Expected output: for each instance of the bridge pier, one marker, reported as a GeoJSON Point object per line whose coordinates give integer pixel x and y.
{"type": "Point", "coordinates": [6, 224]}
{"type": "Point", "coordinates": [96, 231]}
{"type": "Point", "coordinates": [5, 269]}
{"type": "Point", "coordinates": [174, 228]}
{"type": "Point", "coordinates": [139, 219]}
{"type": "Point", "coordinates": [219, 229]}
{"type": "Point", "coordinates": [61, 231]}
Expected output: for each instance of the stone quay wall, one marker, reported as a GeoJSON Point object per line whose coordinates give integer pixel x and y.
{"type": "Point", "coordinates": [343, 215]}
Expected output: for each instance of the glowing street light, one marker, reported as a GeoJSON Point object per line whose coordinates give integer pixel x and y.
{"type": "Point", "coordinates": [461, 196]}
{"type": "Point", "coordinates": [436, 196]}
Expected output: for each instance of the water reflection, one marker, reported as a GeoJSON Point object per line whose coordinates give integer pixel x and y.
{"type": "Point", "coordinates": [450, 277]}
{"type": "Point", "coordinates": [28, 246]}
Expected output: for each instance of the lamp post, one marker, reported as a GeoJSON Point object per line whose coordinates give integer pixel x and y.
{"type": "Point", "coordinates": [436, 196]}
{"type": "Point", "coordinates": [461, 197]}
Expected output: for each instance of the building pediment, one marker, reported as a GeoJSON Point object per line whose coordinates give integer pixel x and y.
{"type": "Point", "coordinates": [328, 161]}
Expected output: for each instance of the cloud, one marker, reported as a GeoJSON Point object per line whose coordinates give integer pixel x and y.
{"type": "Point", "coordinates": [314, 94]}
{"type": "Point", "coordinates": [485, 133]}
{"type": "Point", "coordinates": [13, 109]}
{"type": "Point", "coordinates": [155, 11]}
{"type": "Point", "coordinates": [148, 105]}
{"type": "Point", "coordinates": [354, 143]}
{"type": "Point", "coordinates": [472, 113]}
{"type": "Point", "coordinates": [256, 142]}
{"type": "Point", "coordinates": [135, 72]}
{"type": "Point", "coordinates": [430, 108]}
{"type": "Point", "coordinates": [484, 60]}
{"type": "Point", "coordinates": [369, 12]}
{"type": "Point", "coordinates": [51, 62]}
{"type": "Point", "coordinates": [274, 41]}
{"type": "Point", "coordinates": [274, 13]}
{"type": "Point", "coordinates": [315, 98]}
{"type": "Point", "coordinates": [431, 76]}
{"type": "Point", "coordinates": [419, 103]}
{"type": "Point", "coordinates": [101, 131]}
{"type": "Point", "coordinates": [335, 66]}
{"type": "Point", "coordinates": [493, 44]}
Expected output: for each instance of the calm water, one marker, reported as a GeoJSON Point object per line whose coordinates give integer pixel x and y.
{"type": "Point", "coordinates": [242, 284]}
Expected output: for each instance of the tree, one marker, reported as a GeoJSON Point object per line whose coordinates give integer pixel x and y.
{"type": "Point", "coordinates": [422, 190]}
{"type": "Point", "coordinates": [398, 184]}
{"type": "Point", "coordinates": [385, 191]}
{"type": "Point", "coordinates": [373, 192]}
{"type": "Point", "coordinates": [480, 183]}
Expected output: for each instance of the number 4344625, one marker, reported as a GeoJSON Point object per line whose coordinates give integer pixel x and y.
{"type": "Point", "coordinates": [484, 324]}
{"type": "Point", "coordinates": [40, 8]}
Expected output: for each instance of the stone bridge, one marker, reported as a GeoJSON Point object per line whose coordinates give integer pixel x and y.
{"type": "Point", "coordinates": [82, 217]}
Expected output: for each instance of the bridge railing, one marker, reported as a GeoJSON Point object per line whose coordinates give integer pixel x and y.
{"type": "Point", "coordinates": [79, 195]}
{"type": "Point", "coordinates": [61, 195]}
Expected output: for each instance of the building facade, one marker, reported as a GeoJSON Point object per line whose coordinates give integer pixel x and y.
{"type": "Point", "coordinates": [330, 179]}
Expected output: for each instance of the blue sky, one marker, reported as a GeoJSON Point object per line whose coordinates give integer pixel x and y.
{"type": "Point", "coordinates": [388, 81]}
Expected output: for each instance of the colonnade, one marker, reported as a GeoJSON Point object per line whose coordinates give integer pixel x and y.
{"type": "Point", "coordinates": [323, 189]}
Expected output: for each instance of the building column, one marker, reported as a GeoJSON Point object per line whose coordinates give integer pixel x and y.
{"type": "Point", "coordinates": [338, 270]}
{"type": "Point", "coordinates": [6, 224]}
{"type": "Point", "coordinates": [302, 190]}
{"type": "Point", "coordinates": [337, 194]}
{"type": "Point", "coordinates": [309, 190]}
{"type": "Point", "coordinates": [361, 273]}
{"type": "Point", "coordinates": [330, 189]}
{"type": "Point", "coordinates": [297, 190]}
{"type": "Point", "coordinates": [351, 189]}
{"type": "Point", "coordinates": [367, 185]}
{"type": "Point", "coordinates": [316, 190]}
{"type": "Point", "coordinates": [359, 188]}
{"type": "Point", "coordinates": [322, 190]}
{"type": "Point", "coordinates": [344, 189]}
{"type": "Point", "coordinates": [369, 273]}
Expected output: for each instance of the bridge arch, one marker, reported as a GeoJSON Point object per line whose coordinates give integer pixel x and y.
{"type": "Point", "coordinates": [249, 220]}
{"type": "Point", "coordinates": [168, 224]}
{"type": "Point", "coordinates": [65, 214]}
┄┄┄┄┄┄┄┄┄┄
§ **Set task**
Could you reproduce the whole listing above, line for line, without changing a character?

§ **Solution to this exercise**
Expected output: for each instance of the bridge pier, one marker, reported as a GeoJSON Point object per line whose coordinates give integer pixel x and y.
{"type": "Point", "coordinates": [6, 224]}
{"type": "Point", "coordinates": [96, 231]}
{"type": "Point", "coordinates": [5, 269]}
{"type": "Point", "coordinates": [174, 228]}
{"type": "Point", "coordinates": [139, 219]}
{"type": "Point", "coordinates": [219, 229]}
{"type": "Point", "coordinates": [61, 231]}
Expected output: for each instance of the stone quay wall, one marker, reported as a GeoJSON Point object per line whose coordinates give integer pixel x and y.
{"type": "Point", "coordinates": [343, 215]}
Expected output: for each instance of the glowing street light, one marker, reported as a GeoJSON Point object per line whose coordinates give integer pixel x and y.
{"type": "Point", "coordinates": [461, 196]}
{"type": "Point", "coordinates": [436, 196]}
Expected output: for each instance of the water reflection, one marker, reported as a GeoJSON Point object per line whose coordinates give integer pixel x and y.
{"type": "Point", "coordinates": [450, 277]}
{"type": "Point", "coordinates": [28, 246]}
Expected output: for each instance of the lamp post, one marker, reported as a GeoJSON Point object per line whose coordinates give integer pixel x and y.
{"type": "Point", "coordinates": [436, 196]}
{"type": "Point", "coordinates": [461, 197]}
Expected output: for each instance of the building pediment, one marker, reported as a GeoJSON Point object per line whose coordinates give integer pixel x and y.
{"type": "Point", "coordinates": [328, 161]}
Expected output: for each instance of the cloud, one marker, reported as a GeoJSON Point object per line whose coordinates give integer pixel x and y.
{"type": "Point", "coordinates": [314, 94]}
{"type": "Point", "coordinates": [485, 133]}
{"type": "Point", "coordinates": [13, 109]}
{"type": "Point", "coordinates": [155, 11]}
{"type": "Point", "coordinates": [148, 105]}
{"type": "Point", "coordinates": [354, 143]}
{"type": "Point", "coordinates": [472, 113]}
{"type": "Point", "coordinates": [256, 142]}
{"type": "Point", "coordinates": [135, 72]}
{"type": "Point", "coordinates": [430, 108]}
{"type": "Point", "coordinates": [484, 60]}
{"type": "Point", "coordinates": [369, 12]}
{"type": "Point", "coordinates": [51, 62]}
{"type": "Point", "coordinates": [274, 41]}
{"type": "Point", "coordinates": [274, 13]}
{"type": "Point", "coordinates": [315, 98]}
{"type": "Point", "coordinates": [431, 76]}
{"type": "Point", "coordinates": [419, 103]}
{"type": "Point", "coordinates": [101, 131]}
{"type": "Point", "coordinates": [335, 66]}
{"type": "Point", "coordinates": [493, 44]}
Expected output: for each instance of the calm water, one marker, reported as a GeoJSON Point object per line whose coordinates give integer pixel x and y.
{"type": "Point", "coordinates": [242, 284]}
Expected output: for each instance of the tree, one marker, reported as a GeoJSON Point object per line whose coordinates give integer pixel x and y.
{"type": "Point", "coordinates": [422, 190]}
{"type": "Point", "coordinates": [398, 184]}
{"type": "Point", "coordinates": [385, 191]}
{"type": "Point", "coordinates": [373, 192]}
{"type": "Point", "coordinates": [480, 183]}
Expected output: for each instance of the number 4344625, one marker, reported as a GeoJSON Point object per line whose coordinates give integer pixel x and y.
{"type": "Point", "coordinates": [484, 324]}
{"type": "Point", "coordinates": [40, 8]}
Expected output: for each instance of the stone bridge, one marker, reported as a GeoJSON Point object per line whose coordinates give integer pixel x and y.
{"type": "Point", "coordinates": [82, 217]}
Expected output: for each instance of the bridge railing, one marker, reported as a GeoJSON Point object per line whose coordinates give integer pixel x and y.
{"type": "Point", "coordinates": [79, 195]}
{"type": "Point", "coordinates": [61, 195]}
Expected output: for each instance of the building facade, one marker, reported as a GeoJSON Point object per line whose coordinates give integer pixel x and y.
{"type": "Point", "coordinates": [330, 179]}
Expected output: for each instance of the blue sky, one marker, reported as a GeoJSON Point object per line whose coordinates give integer pixel x and y.
{"type": "Point", "coordinates": [388, 81]}
Expected output: for each instance of the colonnade, one marker, reported as a GeoJSON Point object per line whose coordinates give integer pixel x and y.
{"type": "Point", "coordinates": [323, 189]}
Expected output: for each instance of the building column, one marker, reported as a GeoJSON Point object per line whose coordinates give integer pixel x and y.
{"type": "Point", "coordinates": [338, 270]}
{"type": "Point", "coordinates": [6, 224]}
{"type": "Point", "coordinates": [302, 190]}
{"type": "Point", "coordinates": [337, 194]}
{"type": "Point", "coordinates": [309, 190]}
{"type": "Point", "coordinates": [361, 273]}
{"type": "Point", "coordinates": [330, 189]}
{"type": "Point", "coordinates": [297, 190]}
{"type": "Point", "coordinates": [351, 189]}
{"type": "Point", "coordinates": [367, 185]}
{"type": "Point", "coordinates": [316, 190]}
{"type": "Point", "coordinates": [359, 188]}
{"type": "Point", "coordinates": [322, 190]}
{"type": "Point", "coordinates": [344, 189]}
{"type": "Point", "coordinates": [369, 273]}
Expected output: for each instance of the bridge arch, one marker, reported as a GeoJSON Point object per line whose coordinates give integer pixel x and y.
{"type": "Point", "coordinates": [249, 220]}
{"type": "Point", "coordinates": [168, 224]}
{"type": "Point", "coordinates": [65, 214]}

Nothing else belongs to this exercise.